**What is needed:** Please write out the material word for word, starting at its first line and ending at the line that contains "[[346, 77]]", with both of those lines included.

**Data shown:**
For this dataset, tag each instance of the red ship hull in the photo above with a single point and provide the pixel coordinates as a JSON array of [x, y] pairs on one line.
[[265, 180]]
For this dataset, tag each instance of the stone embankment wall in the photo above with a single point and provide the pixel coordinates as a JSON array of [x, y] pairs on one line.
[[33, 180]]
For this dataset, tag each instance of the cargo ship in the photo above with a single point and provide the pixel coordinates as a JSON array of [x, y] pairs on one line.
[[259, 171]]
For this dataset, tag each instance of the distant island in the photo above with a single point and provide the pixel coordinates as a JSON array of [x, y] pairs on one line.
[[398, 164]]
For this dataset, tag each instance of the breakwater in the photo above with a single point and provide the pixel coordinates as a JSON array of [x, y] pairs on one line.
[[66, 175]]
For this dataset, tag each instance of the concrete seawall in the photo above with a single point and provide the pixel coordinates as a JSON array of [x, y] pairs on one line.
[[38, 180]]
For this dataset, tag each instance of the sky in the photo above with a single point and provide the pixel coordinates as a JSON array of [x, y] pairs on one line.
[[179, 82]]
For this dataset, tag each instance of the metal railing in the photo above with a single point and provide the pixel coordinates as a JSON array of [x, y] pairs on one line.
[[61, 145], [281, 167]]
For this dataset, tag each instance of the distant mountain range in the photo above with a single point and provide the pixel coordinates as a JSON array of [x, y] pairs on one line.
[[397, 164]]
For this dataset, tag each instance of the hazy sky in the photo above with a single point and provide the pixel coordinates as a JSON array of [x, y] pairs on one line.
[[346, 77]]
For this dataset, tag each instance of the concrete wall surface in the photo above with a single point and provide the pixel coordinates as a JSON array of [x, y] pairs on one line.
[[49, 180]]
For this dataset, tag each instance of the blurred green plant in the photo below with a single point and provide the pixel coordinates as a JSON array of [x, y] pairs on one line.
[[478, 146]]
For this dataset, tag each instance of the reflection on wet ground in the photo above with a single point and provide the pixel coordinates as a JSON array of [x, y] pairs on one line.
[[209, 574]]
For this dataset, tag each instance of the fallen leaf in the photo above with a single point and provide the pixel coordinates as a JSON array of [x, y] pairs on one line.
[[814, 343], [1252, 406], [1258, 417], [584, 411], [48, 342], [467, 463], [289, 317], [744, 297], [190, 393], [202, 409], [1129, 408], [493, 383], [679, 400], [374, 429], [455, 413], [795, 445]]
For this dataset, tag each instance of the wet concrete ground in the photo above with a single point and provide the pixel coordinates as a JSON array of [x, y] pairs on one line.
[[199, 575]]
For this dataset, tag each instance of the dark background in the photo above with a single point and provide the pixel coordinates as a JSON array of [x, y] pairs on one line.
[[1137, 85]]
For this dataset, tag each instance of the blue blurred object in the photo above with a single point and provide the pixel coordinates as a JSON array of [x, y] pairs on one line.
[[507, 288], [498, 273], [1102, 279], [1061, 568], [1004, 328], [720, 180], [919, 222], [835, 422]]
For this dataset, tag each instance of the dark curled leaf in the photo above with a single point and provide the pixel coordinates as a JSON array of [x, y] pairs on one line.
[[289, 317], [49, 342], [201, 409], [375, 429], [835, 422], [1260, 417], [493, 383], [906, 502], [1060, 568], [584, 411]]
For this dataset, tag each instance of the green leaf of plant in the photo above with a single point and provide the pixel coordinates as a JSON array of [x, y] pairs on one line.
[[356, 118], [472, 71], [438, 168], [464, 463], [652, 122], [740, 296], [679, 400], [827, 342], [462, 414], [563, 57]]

**Reply:**
For this dataset, tag each instance of the red ship hull in the photo above with a single point and provide the pixel coordinates as a JSON array of [x, y] pairs on one line.
[[265, 180]]
For this dataset, tag each instance of the stone embankment wall in the photo above with a single point and provide the pixel coordinates as a JSON array of [x, y] pairs on one line.
[[33, 180]]
For this dataset, tag each instance of the cargo ship in the photo above with a single point and provide the pixel coordinates as a JSON array of [x, y] pairs on one line.
[[259, 171]]
For this dataset, tag each instance of the distant island in the photo above with a single point and provide the pixel coordinates as a JSON array of [x, y] pairs on one line.
[[398, 164]]
For this dataset, tag each instance of the breakwater in the photo above with a single point and provide the pixel coordinates as a JSON array of [x, y] pairs on one line.
[[66, 175]]
For this dataset, tag each instance of the concrete seawall in the photo above with a single point and provide the pixel coordinates as a JSON array of [x, y] pairs on one line.
[[38, 180]]
For this dataset, tag each instance of the sky in the photo above with a single point and provide the pixel coordinates as a JSON array of [x, y] pairs on one line.
[[179, 82]]
For this dataset, tag each instance of the metal railing in the photo above with a single point and provide the pixel coordinates as a JSON array of [x, y] pairs on one line.
[[61, 145], [281, 167]]
For this dataset, tag each instance of the distant mountain range in the photo above with a single point and provide the pixel coordinates as a JSON array of [x, y] pairs on one line.
[[397, 164]]
For this dataset, tag each instance of the hazy sky in the photo above with a single point and provide the pixel coordinates as a JSON array of [x, y] pairs on one line.
[[346, 77]]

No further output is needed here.